Daten schützen, Beschäftigten nützen – Betriebsratsvorsitzende als Datenschutzbeauftragte

RA/FRAArbR Alexander von Chrzanowski, LL.M., Rödl & Partner, Jena

Kann ein Betriebsratsvorsitzender zugleich die Aufgaben eines betrieblichen Datenschutz­beauftragten wahrnehmen? Diese Frage hat im Geltungsbereich der Datenschutz-Grundverordnung (DSGVO) das Bundesarbeitsgericht (BAG, Beschluss vom 27.4.2021, Az. 9 AZR 383/19 (A)) nunmehr dem Europäischen Gerichtshof (EuGH) vorgelegt. Dabei geht es um einen möglichen, nicht zulässigen Interessenkonflikt in der Person des Datenschutzbeauftragten. Schließlich soll der Betriebsrat die Interessen der Arbeitnehmer wahren und durchsetzen, was in Einzelfällen den Aufgaben eines Datenschutzbeauftragten entgegenstehen könnte.

Vor Anwendbarkeit der DSGVO ab Mai 2018 hatte das BAG unter Geltung des BDSG a.F. einen solchen Interessenkonflikt bereits im Jahr 2011 verneint. Aus den Besonderheiten des aktuellen Falles lässt sich ersehen, dass der 9. Senat an dieser Rechtsprechung festhalten würde:

Der Kläger ist Arbeitnehmer einer Beklagten mit Sitz in Sachsen, bei der er auch Betriebsratsvorsitzender und für diese Tätigkeit von seiner Arbeit freigestellt ist. Die Arbeitgeberin ist Mitglied eines Konzerns mit weiteren Gesellschaften, u.a. in Thüringen, in denen der Kläger stellvertretender Konzernbetriebsratsvorsitzender ist. Seit 2015 war der Kläger bei der Beklagten als interner und von den weiteren Konzerngesellschaften als externer Datenschutzbeauftragter (DSB) bestellt. Der Thüringer Landesdatenschutzbeauftragte befürchtete 2017 eine mögliche Interessenkollision aus der Tätigkeit als Betriebsratsvorsitzender, bemängelte für die thüringischen Konzernunternehmen die Zuverlässigkeit des Klägers als DSB und verneinte eine wirksame Bestellung. Daraufhin teilten die Konzerngesellschaften, darunter auch die Beklagte, dem Kläger schließlich im Dezember 2017 mit, dass die Bestellungen als DSB unwirksam waren, widerriefen hilfsweise die Bestellung nach § 4f Abs. 3 S. 4 BDSG a.F. und bestellten stattdessen einheitlich eine andere Person als DSB für die jeweiligen Konzerngesellschaften. Im Mai 2018 beriefen die Gesellschaften den Kläger vorsorglich nach dem neu geltenden Art. 38 Abs. 3 S. 2 DSGVO als DSB ab. Der Kläger griff die Widerrufe und Abberufungen aus Dezember 2017 und Mai 2018 gegenüber den jeweiligen Konzerngesellschaften vor Arbeitsgerichten an. Beim BAG anhängig ist bislang jedoch nur der nun ausgesetzte Rechtsstreit gegen die sächsische Gesellschaft, bei der der Kläger auch beschäftigt ist.

### Aufgabe
Welcher Abschnitt im Text über Betriebsratsvorsitzende als Datenschutzbeauftragte beginnt mit den Worten „Kann ein Betriebsratsvorsitzender“ und endet mit „Datenschutzbeauftragten entgegenstehen könnte.“? Gib ihn wortgetreu wieder.

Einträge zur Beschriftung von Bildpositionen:
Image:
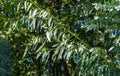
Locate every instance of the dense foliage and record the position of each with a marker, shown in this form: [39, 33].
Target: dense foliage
[61, 38]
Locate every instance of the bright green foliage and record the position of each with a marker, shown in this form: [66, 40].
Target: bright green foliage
[63, 38]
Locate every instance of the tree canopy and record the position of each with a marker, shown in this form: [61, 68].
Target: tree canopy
[60, 37]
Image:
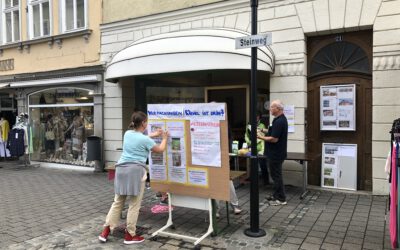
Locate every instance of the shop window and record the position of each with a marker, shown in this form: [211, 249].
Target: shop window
[340, 57]
[10, 21]
[61, 120]
[39, 18]
[74, 14]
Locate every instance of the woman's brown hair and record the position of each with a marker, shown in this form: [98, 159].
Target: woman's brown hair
[137, 119]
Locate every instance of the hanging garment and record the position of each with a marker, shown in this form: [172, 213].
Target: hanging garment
[393, 201]
[5, 129]
[398, 193]
[16, 142]
[4, 152]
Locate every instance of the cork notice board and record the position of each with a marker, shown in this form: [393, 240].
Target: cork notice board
[218, 177]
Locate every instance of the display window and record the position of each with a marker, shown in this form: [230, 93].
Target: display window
[61, 119]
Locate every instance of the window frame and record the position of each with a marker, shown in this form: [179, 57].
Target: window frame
[3, 22]
[64, 16]
[31, 4]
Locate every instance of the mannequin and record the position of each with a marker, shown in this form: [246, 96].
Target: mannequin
[4, 129]
[50, 136]
[77, 129]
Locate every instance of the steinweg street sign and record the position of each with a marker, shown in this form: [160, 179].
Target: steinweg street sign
[253, 41]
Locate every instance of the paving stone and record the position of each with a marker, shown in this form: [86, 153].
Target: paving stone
[329, 246]
[309, 246]
[294, 240]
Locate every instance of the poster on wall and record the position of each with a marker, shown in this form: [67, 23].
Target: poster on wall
[338, 107]
[339, 166]
[205, 141]
[329, 166]
[289, 113]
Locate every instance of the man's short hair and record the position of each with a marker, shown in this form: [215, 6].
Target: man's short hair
[278, 104]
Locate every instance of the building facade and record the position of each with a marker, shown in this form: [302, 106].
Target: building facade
[51, 70]
[320, 48]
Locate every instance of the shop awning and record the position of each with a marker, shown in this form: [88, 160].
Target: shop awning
[4, 85]
[181, 51]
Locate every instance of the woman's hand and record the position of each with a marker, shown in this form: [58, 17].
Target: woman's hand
[165, 134]
[156, 133]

### Schriftliche Antwort
Kann ein Betriebsratsvorsitzender zugleich die Aufgaben eines betrieblichen Datenschutz­beauftragten wahrnehmen? Diese Frage hat im Geltungsbereich der Datenschutz-Grundverordnung (DSGVO) das Bundesarbeitsgericht (BAG, Beschluss vom 27.4.2021, Az. 9 AZR 383/19 (A)) nunmehr dem Europäischen Gerichtshof (EuGH) vorgelegt. Dabei geht es um einen möglichen, nicht zulässigen Interessenkonflikt in der Person des Datenschutzbeauftragten. Schließlich soll der Betriebsrat die Interessen der Arbeitnehmer wahren und durchsetzen, was in Einzelfällen den Aufgaben eines Datenschutzbeauftragten entgegenstehen könnte.